● **JOB A**
Identify every line in the records below that contains the word "dark", matching case exactly, and copy each of those lines.

# EXCERPTED TEXT start

# How can I get navy icing?!?



## kellydales (Sep 23, 2008)

Dear all, 

I know this is probably a really stupid question for experienced bakers, but i am struggling to get navy icing - does anyone have any tips for me?

Thanks in advance
xx


----------



## LPBeier (Sep 23, 2008)

First of all, you should use paste colour, found anywhere you get Wilton supplies, though some grocery stores have started carrying them too.  You can actually purchase a dark blue or Navy, though you will still need to use lots and too much colour can taint the taste of the icing.  This is for regular buttercream style icings.  

If you are trying to colour fondant or gumpaste, it is better to just add a little blue to tint it and then "paint it the colour you want as too much colour will make it too soft and hard to work with.  I just buy premixed coloured fondant for the deeper colours.

Hope that helps.  I am sure others have ideas as well.

Welcome to DC, btw.


----------



## Jeff G. (Sep 23, 2008)

If its similar to mixing of paint colors. 

Navy blue..  Blue, a touch of black and possibly a touch of red.  
Be very careful with the black.  A little does a lot!!


----------



## quicksilver (Sep 23, 2008)

Michaels crafts also sells alot of baking stuff, including food color in paste and gel.


----------



## babetoo (Sep 23, 2008)

# EXCERPTED TEXT end
# AVAILABLE DATA start

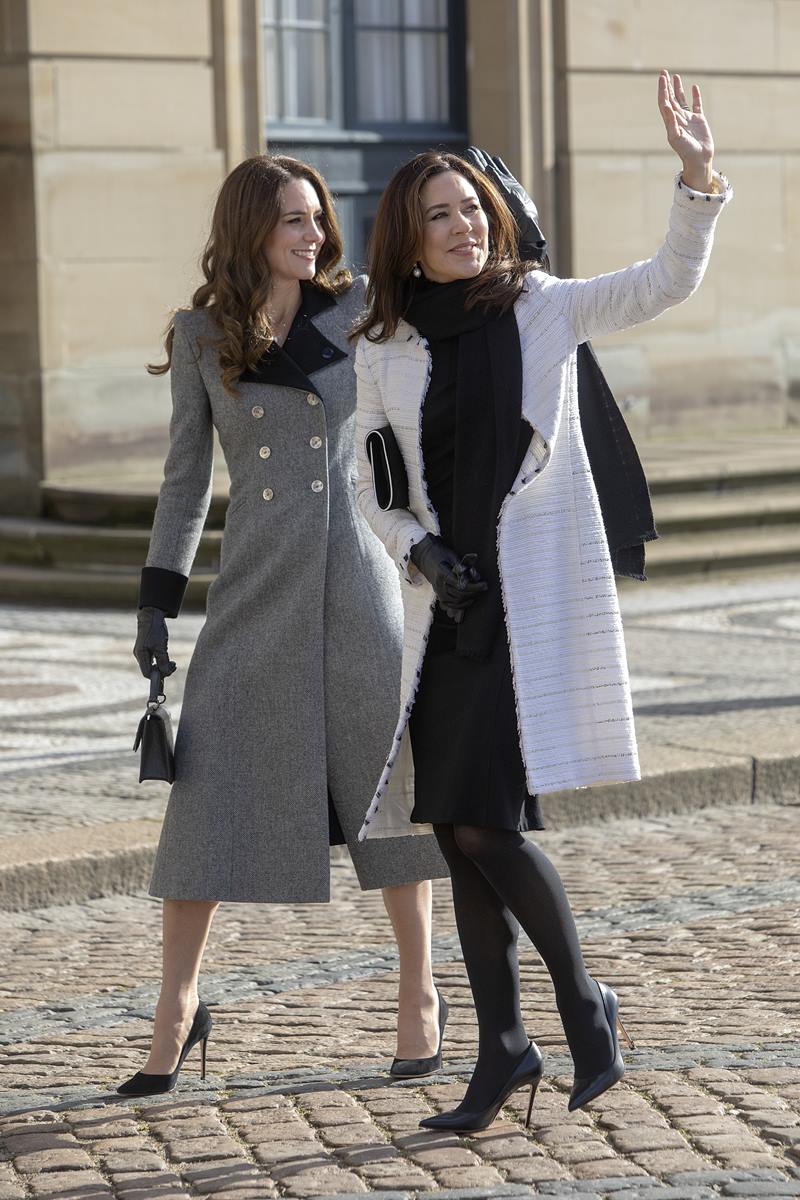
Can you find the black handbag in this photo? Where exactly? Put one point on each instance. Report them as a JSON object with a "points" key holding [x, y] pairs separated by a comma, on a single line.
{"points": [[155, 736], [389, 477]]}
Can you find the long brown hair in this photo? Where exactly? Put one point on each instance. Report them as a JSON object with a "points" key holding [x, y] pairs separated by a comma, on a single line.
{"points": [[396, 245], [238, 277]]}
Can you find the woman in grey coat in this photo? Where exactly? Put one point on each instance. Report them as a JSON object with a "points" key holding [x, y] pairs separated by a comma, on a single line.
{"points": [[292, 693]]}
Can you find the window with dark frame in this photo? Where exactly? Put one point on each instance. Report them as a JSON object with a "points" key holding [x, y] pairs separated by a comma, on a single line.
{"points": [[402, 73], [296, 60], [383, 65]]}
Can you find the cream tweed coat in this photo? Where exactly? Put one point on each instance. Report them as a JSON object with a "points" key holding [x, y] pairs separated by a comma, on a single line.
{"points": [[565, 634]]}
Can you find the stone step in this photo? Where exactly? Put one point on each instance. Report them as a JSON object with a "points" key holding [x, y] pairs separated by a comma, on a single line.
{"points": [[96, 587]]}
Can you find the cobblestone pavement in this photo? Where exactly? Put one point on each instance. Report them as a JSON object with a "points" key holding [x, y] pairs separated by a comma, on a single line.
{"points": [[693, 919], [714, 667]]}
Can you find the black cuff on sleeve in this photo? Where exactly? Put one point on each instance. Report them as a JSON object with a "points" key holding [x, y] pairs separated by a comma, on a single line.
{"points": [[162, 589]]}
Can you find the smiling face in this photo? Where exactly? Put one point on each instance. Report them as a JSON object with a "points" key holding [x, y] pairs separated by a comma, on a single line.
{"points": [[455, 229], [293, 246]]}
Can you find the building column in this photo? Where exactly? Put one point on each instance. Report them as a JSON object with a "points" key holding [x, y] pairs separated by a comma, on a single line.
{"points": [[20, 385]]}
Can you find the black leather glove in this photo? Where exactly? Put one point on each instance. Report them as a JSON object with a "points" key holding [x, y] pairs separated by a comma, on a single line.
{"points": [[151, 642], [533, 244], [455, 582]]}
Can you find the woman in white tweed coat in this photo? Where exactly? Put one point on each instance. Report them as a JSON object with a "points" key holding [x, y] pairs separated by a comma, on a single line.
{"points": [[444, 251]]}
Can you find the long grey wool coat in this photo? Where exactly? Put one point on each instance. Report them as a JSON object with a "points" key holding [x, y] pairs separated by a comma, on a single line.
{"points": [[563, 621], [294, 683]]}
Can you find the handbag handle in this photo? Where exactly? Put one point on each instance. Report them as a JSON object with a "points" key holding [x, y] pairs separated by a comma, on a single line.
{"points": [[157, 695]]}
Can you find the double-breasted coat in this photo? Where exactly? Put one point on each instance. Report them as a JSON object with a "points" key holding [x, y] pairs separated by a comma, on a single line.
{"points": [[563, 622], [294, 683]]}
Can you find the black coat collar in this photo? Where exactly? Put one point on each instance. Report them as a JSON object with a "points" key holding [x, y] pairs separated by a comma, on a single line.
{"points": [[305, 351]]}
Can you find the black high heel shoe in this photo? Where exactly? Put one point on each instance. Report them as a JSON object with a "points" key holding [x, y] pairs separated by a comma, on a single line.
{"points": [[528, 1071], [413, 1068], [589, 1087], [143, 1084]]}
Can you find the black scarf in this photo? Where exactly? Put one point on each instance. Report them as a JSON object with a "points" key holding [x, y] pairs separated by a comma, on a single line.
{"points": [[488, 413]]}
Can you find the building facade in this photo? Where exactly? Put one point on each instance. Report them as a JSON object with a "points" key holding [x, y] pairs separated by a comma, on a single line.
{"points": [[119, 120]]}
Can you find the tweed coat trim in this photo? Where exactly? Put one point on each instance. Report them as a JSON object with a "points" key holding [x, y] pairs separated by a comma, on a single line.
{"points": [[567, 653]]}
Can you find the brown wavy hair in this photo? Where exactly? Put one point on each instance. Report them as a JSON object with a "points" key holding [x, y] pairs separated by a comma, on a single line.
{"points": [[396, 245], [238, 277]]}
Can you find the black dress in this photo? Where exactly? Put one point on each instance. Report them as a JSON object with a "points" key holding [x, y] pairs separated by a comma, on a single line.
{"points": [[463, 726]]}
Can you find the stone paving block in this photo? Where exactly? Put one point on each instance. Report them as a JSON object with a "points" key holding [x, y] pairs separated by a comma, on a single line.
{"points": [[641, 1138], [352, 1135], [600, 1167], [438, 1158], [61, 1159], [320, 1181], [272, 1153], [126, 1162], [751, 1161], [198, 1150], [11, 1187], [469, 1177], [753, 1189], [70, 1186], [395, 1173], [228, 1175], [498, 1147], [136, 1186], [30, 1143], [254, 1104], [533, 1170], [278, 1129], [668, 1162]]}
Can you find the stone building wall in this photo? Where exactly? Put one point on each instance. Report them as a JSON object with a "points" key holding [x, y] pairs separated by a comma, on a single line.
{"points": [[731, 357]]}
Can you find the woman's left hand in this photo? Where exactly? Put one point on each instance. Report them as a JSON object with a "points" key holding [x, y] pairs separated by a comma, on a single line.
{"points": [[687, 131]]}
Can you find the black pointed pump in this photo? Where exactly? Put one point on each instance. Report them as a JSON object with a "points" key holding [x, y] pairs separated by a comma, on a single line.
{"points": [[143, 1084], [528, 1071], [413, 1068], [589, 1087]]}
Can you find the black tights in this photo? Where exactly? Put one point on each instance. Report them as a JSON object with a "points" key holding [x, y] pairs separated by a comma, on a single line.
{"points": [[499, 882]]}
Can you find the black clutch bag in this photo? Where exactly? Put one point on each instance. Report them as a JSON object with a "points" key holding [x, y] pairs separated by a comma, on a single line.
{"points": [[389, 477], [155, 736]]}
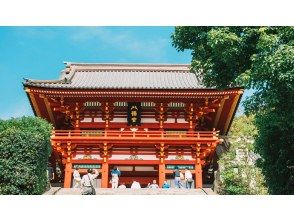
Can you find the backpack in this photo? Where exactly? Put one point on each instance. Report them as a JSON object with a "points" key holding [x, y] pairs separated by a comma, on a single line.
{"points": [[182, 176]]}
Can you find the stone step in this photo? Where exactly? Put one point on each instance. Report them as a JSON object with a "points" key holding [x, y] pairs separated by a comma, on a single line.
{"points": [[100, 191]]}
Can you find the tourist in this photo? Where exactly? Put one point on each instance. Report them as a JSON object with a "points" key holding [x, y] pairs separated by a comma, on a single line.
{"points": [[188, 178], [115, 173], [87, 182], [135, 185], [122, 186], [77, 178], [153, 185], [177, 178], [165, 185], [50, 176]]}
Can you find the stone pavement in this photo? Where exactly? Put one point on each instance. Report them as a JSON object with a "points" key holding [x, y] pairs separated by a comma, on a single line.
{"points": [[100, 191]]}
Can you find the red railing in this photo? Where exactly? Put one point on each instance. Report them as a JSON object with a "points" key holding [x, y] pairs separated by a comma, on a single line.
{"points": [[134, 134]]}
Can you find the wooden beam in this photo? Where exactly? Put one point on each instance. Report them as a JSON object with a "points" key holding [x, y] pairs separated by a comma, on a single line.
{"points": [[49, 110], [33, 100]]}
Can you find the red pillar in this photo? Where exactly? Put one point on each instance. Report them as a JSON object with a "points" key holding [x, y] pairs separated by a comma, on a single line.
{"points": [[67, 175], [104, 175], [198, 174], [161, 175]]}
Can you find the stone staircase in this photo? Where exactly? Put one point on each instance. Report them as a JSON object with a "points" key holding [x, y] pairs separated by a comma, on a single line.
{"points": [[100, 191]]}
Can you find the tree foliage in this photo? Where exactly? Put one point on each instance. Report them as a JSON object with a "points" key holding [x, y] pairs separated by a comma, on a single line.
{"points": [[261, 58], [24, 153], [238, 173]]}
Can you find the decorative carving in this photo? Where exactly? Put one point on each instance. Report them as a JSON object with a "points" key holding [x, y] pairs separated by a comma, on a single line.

# AVAILABLE DATA end

● **JOB B**
Go on with the forum thread about getting navy icing from the point where it stops.

● **EXERCISE RESPONSE A**
Can you find the window with dark frame in this photo? Where exactly? Put one point on each instance. Report them as a JSON object with a "points" key holding [x, y] pairs separated by a comma, on a single line.

● **EXERCISE RESPONSE B**
kitchenkrafters.com has powder coloring. that should be the easiest thing to do.

babe


----------



## sattie (Sep 24, 2008)

Ok, I was thinking there was a kind of icing called 'Navy Icing'... the color never dawned on me... DOH!!!  Shows you what I know about baking and cakes, icing... whatever!


----------



## LPBeier (Sep 24, 2008)

sattie said:


> Ok, I was thinking there was a kind of icing called 'Navy Icing'... the color never dawned on me... DOH!!!  Shows you what I know about baking and cakes, icing... whatever!



Oh, Sattie, you totally crack me up!  You are very knowledgeable about lots of other things!  Besides, you could have been right....it could have been a special icing used for military cakes....waterproof maybe!


----------



## sattie (Sep 24, 2008)

Seriously LPB... I was like "What the heck is navy icing????"  It was the only reason I clicked on the thread was to find out!!  Then I felt stupid that it was all about the color.  I'm sssslllllooowww sometimes!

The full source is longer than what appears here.